=== WHAT THE EXERCISE ASKS ===
Extract each line of the data below exactly as written.

=== RECORDS SHOWN ===
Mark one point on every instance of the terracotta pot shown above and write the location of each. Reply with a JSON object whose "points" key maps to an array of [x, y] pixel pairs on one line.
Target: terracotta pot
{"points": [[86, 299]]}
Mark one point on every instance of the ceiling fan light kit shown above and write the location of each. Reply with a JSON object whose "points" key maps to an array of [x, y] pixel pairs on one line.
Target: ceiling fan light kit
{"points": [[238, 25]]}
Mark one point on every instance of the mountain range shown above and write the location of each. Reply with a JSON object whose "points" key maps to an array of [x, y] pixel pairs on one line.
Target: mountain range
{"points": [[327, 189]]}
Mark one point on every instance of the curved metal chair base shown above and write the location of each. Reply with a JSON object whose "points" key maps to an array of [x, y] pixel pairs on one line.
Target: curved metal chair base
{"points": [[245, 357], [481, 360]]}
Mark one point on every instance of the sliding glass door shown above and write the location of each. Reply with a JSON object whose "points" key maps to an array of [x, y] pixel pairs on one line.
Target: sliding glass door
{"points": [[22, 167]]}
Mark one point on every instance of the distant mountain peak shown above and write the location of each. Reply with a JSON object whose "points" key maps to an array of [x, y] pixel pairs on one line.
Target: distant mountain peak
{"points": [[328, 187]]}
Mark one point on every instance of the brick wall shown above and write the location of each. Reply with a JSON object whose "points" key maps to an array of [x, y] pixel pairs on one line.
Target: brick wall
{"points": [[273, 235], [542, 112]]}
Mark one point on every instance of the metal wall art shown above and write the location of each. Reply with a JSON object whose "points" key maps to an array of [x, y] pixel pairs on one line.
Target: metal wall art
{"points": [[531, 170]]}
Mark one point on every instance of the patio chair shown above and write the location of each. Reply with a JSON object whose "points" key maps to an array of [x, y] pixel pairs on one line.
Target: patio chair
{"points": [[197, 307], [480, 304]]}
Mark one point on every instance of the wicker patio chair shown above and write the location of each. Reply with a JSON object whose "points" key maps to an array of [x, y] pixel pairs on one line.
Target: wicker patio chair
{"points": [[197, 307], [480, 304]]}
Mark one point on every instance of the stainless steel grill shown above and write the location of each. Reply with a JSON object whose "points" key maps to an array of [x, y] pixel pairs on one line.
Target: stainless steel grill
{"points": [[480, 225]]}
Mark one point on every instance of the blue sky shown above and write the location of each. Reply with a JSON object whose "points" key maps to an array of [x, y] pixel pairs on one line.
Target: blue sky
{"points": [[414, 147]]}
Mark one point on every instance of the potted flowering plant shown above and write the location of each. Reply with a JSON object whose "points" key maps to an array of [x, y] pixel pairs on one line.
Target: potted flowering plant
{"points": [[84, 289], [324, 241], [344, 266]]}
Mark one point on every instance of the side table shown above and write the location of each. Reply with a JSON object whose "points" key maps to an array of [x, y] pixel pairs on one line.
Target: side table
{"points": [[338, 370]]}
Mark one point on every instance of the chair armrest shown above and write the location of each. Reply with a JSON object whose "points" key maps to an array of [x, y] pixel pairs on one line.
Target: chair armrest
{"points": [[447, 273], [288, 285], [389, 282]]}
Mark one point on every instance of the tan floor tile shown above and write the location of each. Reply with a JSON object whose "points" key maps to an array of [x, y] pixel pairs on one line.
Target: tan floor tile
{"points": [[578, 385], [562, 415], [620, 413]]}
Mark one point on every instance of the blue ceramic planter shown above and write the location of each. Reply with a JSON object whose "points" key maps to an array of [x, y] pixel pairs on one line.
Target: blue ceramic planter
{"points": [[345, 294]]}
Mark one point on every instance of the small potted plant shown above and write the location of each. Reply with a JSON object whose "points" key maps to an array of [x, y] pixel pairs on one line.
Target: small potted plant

=== RESPONSE ===
Mark one point on every instance of the terracotta pot shown above and write the location of each. Reply with a JSON object whose "points" key maps to an array of [x, y] pixel pairs on one line.
Target: terracotta pot
{"points": [[86, 299]]}
Mark one point on every instance of the ceiling fan light kit shown above and write the location of each. Reply with a JSON object whose "points" key maps to an array of [x, y] pixel pairs on one line.
Target: ceiling fan light kit
{"points": [[238, 25]]}
Mark one point on every instance of the mountain range shown above and write the location of each. Reply with a JSON object whose "points" key maps to an array of [x, y] pixel pairs on one line.
Target: mountain range
{"points": [[327, 189]]}
Mark one point on every instance of the curved metal chair base shown above and write the location of each. Reply with a JSON object whose "points" key maps to an array of [x, y] pixel pairs on one line.
Target: curved metal chair base
{"points": [[245, 357], [481, 360]]}
Mark one point on every instance of the sliding glass door shown above and write the location of each. Reply with a JSON object whose "points" key maps to an array of [x, y] pixel pairs on one line.
Target: sliding glass door
{"points": [[22, 167]]}
Mark one point on every instance of the distant mountain peak shown above and write the location of each. Reply with a JSON object whose "points" key maps to an array of [x, y] pixel pairs on one line.
Target: distant mountain peak
{"points": [[328, 187]]}
Mark one point on every instance of the brick wall shown above and write the location of each. Reply with a JSON object whose "points" key maps to an array of [x, y] pixel pairs on one line.
Target: brick wall
{"points": [[273, 235], [542, 112]]}
Mark one point on every instance of the metal wall art shown above and write the location of each. Reply with a JSON object whose "points" key maps to an array of [x, y] pixel pairs on one line.
Target: metal wall art
{"points": [[531, 170]]}
Mark one point on every instance of the patio chair shown above and write the location of each. Reply with a JSON object whose "points" key maps to an array of [x, y] pixel pairs on one line.
Target: patio chair
{"points": [[197, 307], [480, 304]]}
Mark one point on every instance of the wicker patio chair shown above and write the location of each. Reply with a JSON object whose "points" key maps to an array of [x, y] pixel pairs on one line.
Target: wicker patio chair
{"points": [[197, 307], [480, 304]]}
Mark one point on every instance of the stainless steel grill shown above and write the location of each. Reply with a JSON object whose "points" key maps to an array of [x, y] pixel pairs on one line.
Target: stainless steel grill
{"points": [[480, 225]]}
Mark one point on every instance of the blue sky shown above and write the location of each. Reply with a JSON object whose "points" key maps to an array of [x, y] pixel pairs on one line.
Target: blue sky
{"points": [[414, 147]]}
Mark one point on every instance of the potted flowering plant shown above and write the location of each. Reply with a JSON object whose "points" key maps to an array of [x, y] pixel pairs on one line.
Target: potted flowering plant
{"points": [[84, 289], [324, 241], [344, 266]]}
Mark one point on every instance of the side table shown above and write the location of each. Reply with a JSON object whose "points" key maps to an array of [x, y] pixel pairs on one line.
Target: side table
{"points": [[338, 370]]}
Mark one point on every instance of the chair armrest shown above and write the location of each. Reply with a JSON object whose "points" key maps to an array of [x, y] pixel pairs on one line.
Target: chair armrest
{"points": [[447, 273], [288, 285], [389, 282]]}
Mark one point on every instance of the tan floor tile shown above and write the location of each. Reply with a JSON object whose "points" key maps to an array of [x, y] pixel pairs on one line.
Target: tan floor tile
{"points": [[578, 385], [562, 415], [620, 413]]}
Mark one point on every instance of the blue ceramic planter shown above and write the location of each. Reply with a JSON object whose "points" key maps to an array of [x, y] pixel pairs on one line.
Target: blue ceramic planter
{"points": [[345, 294]]}
Mark one point on every instance of the small potted plant shown above and write the location of each. Reply with a JSON object whose "points" key maps to an array of [x, y] pixel pairs on one line.
Target: small potted plant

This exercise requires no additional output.